[start SELECTED EXTRACT]

# washed with brilo continued



## HAWKEY_SKYLINE (Mar 23, 2008)

ok this wasnt gonna be a right up and tbh i only took a small amount of pics 
the car came to me from a mate who utterd those horrible word " i bought a lovely little car on e-bay can you give it a going over for me ?" 
and when he picked it up some ar5e had washed with a brilo pad :wall::wall::wall:

as said only a couple of pics sorry


























i first snowfoamed the car and the usual washing process but didnt need claying as the car was smooth :lol::lol::lol: 
so i used a AG medium pad with two dots of G3 paste and four dots of AG 02b fine reovator 
then i used the 3M finishing polish


















the only pics i have are before and afters on certain panels to be honest i was on this for so long taking pics was just adding loads of time on the job and ended up doing it over a whole sunday and another two nights after work so her goes 
bonnet


















































passenger wing


















n/s/f door


















n/s/r door


















n/s/r wing


















o/s/f wing


















o/s/f door


















o/s/r door


















i am sorry but that is all the pics that i took as i forgot to take it with me on the last night for the after  
school boy error i know

hope you like what is there anyway :wave:
cheers ian


----------



## ryanuk (Jun 22, 2007)

[end SELECTED EXTRACT]

WRITTEN PROBLEM: Rewrite the paragraph in the detailing thread that begins "i first snowfoamed the car" as a brief list of steps, keeping its main facts. The rows have no connection to the text.

[start ENTRIES PROVIDED]

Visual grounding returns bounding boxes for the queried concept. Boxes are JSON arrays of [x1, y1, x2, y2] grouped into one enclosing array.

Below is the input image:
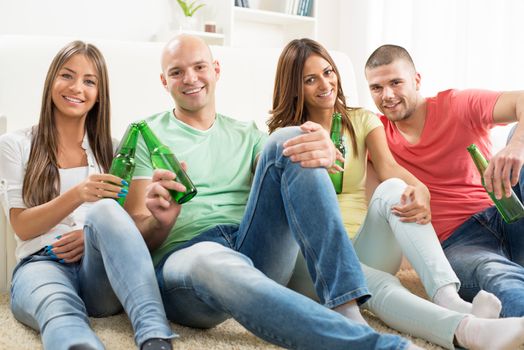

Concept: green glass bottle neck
[[467, 144, 488, 175], [138, 121, 165, 153], [330, 114, 342, 142], [117, 124, 140, 156]]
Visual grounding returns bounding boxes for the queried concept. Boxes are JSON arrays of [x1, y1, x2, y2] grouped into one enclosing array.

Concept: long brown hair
[[22, 41, 113, 207], [267, 38, 357, 155]]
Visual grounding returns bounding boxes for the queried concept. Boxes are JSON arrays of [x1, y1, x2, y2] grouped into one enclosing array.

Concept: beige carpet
[[0, 269, 442, 350]]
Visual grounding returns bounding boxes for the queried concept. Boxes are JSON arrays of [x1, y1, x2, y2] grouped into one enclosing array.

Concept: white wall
[[0, 0, 166, 40], [315, 0, 345, 50]]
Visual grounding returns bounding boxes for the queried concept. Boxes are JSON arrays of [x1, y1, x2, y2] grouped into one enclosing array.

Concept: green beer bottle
[[329, 112, 346, 194], [467, 144, 524, 224], [138, 120, 197, 204], [109, 123, 140, 206]]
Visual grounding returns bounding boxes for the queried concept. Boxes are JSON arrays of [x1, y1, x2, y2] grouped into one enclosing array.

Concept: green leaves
[[176, 0, 205, 17]]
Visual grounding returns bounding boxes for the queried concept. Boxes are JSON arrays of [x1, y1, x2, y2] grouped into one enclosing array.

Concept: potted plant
[[176, 0, 205, 31], [176, 0, 205, 17]]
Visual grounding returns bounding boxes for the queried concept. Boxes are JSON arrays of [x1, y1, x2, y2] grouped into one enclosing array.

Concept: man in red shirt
[[365, 45, 524, 317]]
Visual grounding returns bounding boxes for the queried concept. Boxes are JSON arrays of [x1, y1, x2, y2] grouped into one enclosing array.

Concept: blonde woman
[[0, 41, 173, 350]]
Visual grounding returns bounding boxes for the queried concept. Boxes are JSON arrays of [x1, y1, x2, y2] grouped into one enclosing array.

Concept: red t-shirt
[[380, 90, 500, 242]]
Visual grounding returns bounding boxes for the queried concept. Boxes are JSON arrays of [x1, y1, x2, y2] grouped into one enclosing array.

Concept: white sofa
[[0, 35, 358, 291]]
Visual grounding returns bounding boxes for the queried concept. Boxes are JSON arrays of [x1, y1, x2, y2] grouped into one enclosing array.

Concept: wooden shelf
[[235, 6, 315, 25]]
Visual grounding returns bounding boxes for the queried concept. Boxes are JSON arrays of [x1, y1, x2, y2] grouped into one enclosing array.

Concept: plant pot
[[179, 16, 198, 32]]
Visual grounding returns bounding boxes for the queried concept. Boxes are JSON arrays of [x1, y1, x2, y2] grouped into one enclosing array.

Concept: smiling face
[[161, 36, 220, 115], [366, 59, 420, 122], [51, 54, 98, 118], [303, 54, 338, 115]]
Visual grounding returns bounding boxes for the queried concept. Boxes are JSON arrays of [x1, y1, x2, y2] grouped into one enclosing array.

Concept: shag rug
[[0, 268, 442, 350]]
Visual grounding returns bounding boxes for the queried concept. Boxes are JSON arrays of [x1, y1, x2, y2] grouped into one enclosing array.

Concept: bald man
[[115, 35, 416, 349]]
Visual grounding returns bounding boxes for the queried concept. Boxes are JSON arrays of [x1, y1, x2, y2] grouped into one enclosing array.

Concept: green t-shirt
[[133, 111, 266, 265]]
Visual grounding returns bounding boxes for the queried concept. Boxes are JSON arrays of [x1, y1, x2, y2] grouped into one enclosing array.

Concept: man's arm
[[484, 91, 524, 199], [125, 169, 185, 251]]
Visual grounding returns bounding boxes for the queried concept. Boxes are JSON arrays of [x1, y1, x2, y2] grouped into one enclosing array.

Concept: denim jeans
[[157, 127, 408, 349], [442, 126, 524, 317], [11, 199, 174, 350], [290, 178, 466, 349]]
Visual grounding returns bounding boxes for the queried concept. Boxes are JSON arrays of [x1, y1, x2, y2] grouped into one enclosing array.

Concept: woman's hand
[[391, 185, 431, 225], [75, 174, 127, 202], [328, 148, 346, 174], [283, 121, 337, 169], [46, 230, 84, 263]]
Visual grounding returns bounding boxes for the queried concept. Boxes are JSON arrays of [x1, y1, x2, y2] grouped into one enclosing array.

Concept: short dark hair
[[366, 44, 416, 71]]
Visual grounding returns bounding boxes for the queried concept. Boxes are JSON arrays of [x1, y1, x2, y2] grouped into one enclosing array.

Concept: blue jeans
[[11, 199, 174, 350], [442, 126, 524, 317], [157, 128, 408, 349]]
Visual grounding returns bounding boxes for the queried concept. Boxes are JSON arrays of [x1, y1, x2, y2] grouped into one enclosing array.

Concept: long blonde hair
[[267, 38, 358, 155], [22, 41, 113, 207]]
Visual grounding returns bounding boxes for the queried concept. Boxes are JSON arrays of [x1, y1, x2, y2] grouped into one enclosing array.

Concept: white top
[[0, 128, 102, 261]]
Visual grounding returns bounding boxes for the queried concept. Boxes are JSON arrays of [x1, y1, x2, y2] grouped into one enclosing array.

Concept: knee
[[371, 178, 407, 205], [86, 198, 127, 226], [84, 198, 134, 240]]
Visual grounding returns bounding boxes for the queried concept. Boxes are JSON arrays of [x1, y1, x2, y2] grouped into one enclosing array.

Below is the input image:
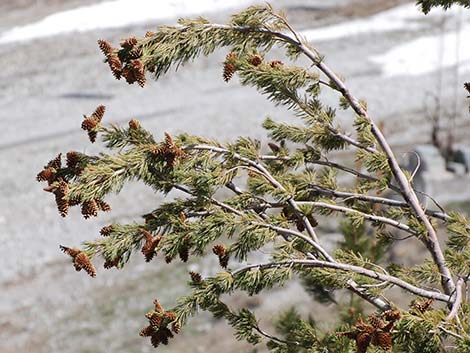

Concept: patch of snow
[[0, 0, 253, 44], [302, 4, 457, 42], [369, 26, 470, 77]]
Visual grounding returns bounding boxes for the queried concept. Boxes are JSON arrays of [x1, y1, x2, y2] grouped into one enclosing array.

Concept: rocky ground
[[0, 0, 470, 353]]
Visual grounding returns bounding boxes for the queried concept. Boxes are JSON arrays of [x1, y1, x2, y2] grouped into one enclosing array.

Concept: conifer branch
[[232, 260, 455, 304], [278, 24, 455, 295], [446, 277, 464, 321], [298, 201, 418, 235]]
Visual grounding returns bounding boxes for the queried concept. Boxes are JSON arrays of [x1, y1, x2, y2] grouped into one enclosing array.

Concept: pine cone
[[212, 244, 229, 268], [55, 193, 70, 217], [412, 299, 434, 314], [356, 332, 372, 353], [139, 325, 154, 337], [36, 167, 56, 185], [382, 310, 401, 321], [249, 54, 263, 66], [96, 199, 111, 212], [46, 153, 62, 170], [153, 298, 165, 313], [269, 60, 284, 69], [141, 229, 162, 262], [189, 271, 202, 283], [369, 315, 385, 329], [107, 53, 123, 80], [129, 119, 141, 130], [59, 245, 80, 258], [67, 151, 80, 169], [121, 37, 138, 50], [98, 39, 114, 56], [103, 256, 121, 270], [92, 105, 106, 122], [171, 322, 181, 334], [82, 115, 99, 132], [88, 131, 98, 143], [222, 63, 237, 82], [145, 312, 163, 328], [178, 246, 189, 262], [375, 332, 392, 351], [82, 199, 98, 219], [74, 252, 96, 277], [131, 59, 146, 87], [100, 224, 113, 237]]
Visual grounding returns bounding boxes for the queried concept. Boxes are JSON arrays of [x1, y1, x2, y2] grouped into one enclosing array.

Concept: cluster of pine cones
[[98, 32, 153, 87], [140, 299, 181, 348], [337, 310, 401, 353]]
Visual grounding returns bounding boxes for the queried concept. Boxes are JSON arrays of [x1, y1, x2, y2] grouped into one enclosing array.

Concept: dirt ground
[[0, 0, 470, 353]]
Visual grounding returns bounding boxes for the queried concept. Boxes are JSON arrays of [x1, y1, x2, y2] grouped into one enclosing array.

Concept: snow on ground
[[302, 4, 426, 42], [369, 9, 470, 77], [0, 0, 253, 44], [302, 4, 470, 77]]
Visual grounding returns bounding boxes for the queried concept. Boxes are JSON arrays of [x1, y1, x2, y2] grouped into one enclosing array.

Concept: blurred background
[[0, 0, 470, 353]]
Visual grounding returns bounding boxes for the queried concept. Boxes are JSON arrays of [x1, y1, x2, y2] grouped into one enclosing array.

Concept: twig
[[299, 201, 417, 235], [232, 260, 454, 303], [446, 277, 464, 321]]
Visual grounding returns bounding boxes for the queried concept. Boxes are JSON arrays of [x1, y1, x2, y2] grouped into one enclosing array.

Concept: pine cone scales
[[82, 199, 99, 219], [248, 54, 263, 66], [74, 252, 96, 277], [356, 332, 372, 353], [82, 116, 99, 131], [55, 193, 70, 217], [92, 105, 106, 122], [59, 245, 96, 277], [107, 53, 123, 80], [139, 299, 181, 348], [222, 63, 237, 82], [142, 229, 162, 262], [212, 244, 229, 268], [189, 271, 202, 283], [178, 246, 189, 262], [100, 225, 113, 237], [36, 167, 56, 185], [96, 199, 111, 212], [139, 325, 154, 337], [337, 310, 400, 353], [121, 37, 138, 50], [103, 257, 120, 270], [66, 151, 80, 168], [98, 39, 114, 56]]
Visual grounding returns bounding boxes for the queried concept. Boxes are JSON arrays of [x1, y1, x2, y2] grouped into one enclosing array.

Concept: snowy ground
[[0, 0, 470, 353]]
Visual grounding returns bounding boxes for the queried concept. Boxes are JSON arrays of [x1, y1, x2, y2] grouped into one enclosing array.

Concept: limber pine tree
[[37, 1, 470, 353]]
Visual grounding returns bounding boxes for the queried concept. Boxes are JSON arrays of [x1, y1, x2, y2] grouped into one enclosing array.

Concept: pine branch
[[232, 260, 455, 303]]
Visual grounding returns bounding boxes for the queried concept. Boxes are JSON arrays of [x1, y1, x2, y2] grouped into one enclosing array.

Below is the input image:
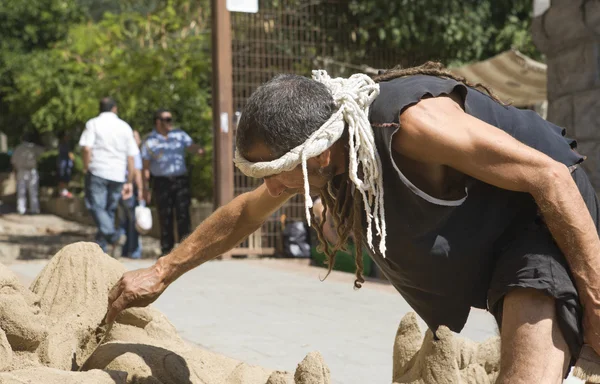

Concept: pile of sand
[[0, 243, 500, 384], [0, 243, 330, 384], [393, 313, 500, 384]]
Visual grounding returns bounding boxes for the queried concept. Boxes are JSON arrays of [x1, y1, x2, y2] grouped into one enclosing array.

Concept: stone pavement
[[0, 207, 577, 384], [5, 255, 578, 384]]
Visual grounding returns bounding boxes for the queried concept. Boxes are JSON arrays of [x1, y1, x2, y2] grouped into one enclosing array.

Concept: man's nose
[[264, 177, 285, 197]]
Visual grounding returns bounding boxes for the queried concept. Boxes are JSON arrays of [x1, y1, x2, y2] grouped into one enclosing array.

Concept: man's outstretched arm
[[392, 97, 600, 353], [106, 184, 298, 323]]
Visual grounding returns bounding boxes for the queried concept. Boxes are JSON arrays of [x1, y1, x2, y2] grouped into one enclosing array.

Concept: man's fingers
[[105, 295, 127, 324], [108, 277, 123, 305]]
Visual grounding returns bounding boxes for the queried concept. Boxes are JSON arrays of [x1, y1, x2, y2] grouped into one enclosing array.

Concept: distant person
[[10, 133, 44, 215], [56, 132, 75, 198], [120, 131, 146, 259], [142, 109, 204, 255], [79, 97, 139, 254]]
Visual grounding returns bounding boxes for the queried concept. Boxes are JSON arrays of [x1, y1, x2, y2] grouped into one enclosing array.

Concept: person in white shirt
[[10, 134, 44, 215], [79, 97, 139, 253]]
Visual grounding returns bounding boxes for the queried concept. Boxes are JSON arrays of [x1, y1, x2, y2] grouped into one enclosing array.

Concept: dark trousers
[[119, 184, 142, 259], [152, 176, 192, 255], [85, 172, 123, 252]]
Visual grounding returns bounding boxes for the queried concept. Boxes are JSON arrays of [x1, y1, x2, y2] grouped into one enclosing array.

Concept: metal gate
[[231, 0, 404, 255]]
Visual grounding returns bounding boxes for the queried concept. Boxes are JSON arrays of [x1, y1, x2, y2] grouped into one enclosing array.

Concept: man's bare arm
[[393, 97, 600, 352], [126, 156, 136, 184], [106, 184, 291, 322], [81, 147, 92, 173]]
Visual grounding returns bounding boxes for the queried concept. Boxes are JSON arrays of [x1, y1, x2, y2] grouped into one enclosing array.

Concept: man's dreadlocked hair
[[236, 62, 499, 289], [313, 61, 502, 289]]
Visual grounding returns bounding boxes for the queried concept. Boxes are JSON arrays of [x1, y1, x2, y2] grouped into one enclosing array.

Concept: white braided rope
[[234, 70, 386, 257]]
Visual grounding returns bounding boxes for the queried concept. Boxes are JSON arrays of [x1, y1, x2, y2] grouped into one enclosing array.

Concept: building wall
[[532, 0, 600, 190]]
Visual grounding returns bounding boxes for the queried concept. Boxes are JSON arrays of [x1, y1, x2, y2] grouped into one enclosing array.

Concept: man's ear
[[315, 149, 331, 168]]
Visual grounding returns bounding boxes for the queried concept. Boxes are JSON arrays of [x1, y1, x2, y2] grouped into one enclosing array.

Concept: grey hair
[[236, 74, 336, 158]]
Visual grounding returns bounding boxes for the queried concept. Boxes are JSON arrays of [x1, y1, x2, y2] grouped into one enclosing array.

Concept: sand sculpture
[[0, 243, 499, 384], [392, 313, 500, 384], [0, 243, 329, 384]]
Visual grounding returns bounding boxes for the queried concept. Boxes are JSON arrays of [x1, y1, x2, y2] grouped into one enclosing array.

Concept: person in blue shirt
[[141, 109, 204, 255]]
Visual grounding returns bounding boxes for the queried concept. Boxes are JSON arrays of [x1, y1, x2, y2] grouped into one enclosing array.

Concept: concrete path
[[5, 260, 579, 384]]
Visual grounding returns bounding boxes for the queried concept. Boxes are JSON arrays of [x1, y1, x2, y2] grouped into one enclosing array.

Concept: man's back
[[11, 142, 44, 169], [79, 112, 139, 182]]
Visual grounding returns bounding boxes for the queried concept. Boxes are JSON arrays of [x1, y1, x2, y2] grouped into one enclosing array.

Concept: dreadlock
[[313, 61, 504, 289], [315, 168, 365, 289]]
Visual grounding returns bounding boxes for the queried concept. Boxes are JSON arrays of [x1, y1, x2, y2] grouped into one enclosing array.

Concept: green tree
[[330, 0, 540, 66], [3, 0, 212, 199]]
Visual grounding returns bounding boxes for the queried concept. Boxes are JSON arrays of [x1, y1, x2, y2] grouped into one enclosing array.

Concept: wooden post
[[212, 0, 233, 209]]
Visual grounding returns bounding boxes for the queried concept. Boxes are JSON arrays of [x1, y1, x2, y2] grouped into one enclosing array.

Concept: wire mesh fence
[[231, 0, 399, 254]]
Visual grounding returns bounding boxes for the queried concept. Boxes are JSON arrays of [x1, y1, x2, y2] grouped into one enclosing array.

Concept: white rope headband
[[234, 70, 386, 257]]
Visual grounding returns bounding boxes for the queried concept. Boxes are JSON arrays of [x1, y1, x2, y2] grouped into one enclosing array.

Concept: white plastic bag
[[135, 201, 152, 235]]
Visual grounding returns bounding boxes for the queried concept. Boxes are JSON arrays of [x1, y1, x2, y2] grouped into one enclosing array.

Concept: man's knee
[[498, 288, 570, 383]]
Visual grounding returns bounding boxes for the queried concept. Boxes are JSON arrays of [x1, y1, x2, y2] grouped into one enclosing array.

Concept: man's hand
[[121, 183, 133, 200], [105, 264, 167, 324]]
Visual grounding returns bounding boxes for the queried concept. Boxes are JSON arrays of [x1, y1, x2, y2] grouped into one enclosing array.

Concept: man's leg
[[175, 177, 192, 243], [85, 173, 115, 252], [154, 178, 175, 256], [28, 169, 40, 214], [16, 170, 27, 215], [496, 288, 571, 384], [105, 181, 123, 245]]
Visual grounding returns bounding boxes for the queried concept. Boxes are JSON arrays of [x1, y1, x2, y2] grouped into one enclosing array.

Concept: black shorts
[[488, 168, 600, 365]]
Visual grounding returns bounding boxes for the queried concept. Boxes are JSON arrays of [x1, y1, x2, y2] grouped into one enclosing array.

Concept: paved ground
[[0, 212, 577, 384]]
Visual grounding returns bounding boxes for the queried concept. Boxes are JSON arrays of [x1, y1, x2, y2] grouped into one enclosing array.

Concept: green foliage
[[0, 0, 540, 199], [37, 149, 83, 187], [0, 153, 12, 173], [0, 0, 212, 198], [340, 0, 540, 66]]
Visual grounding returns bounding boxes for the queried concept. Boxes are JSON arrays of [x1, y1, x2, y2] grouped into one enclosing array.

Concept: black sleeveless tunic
[[365, 75, 583, 332]]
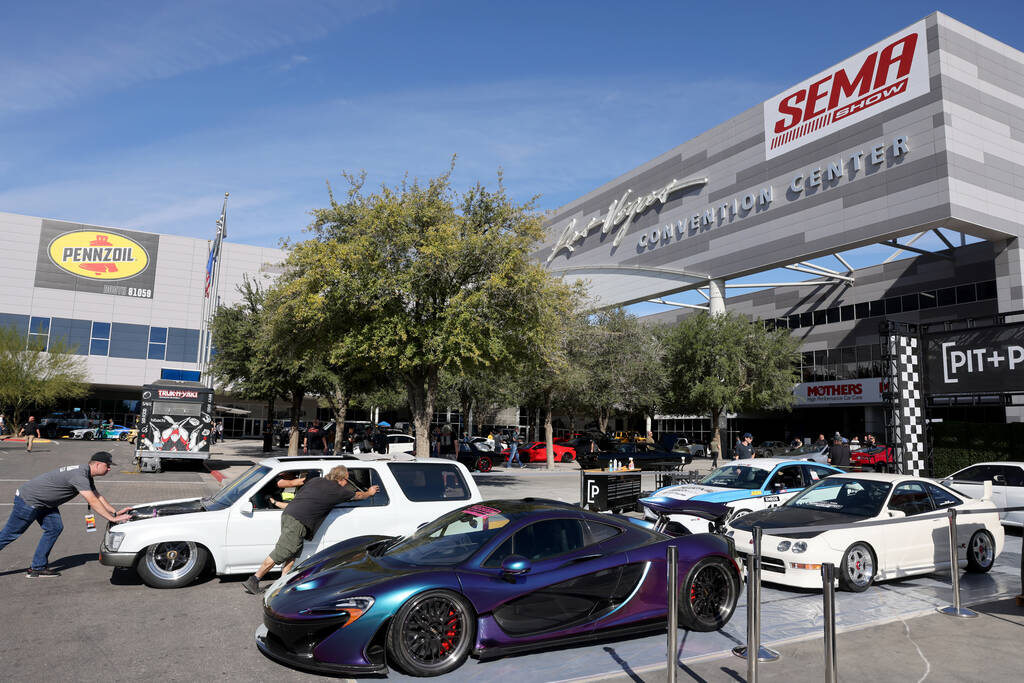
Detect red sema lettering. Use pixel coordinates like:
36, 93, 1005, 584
772, 33, 918, 137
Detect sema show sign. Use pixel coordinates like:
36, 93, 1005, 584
793, 377, 883, 407
36, 220, 160, 299
764, 19, 931, 159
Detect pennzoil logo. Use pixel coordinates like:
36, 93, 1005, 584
48, 230, 150, 280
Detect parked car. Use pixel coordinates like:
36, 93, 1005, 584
850, 444, 893, 472
577, 441, 691, 470
502, 441, 575, 463
640, 458, 843, 533
728, 473, 1004, 592
99, 456, 480, 588
785, 443, 828, 465
457, 441, 501, 472
754, 441, 790, 458
256, 499, 739, 679
942, 462, 1024, 526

[end ENTRIES PROVIDED]

WORKED SOLUTION:
- Snowfoamed the car, then washed it the usual way.
- Skipped claying, since the car was already smooth.
- Polished with an AG medium pad using two dots of G3 paste and four dots of AG 02b.
- Finished with 3M finishing polish.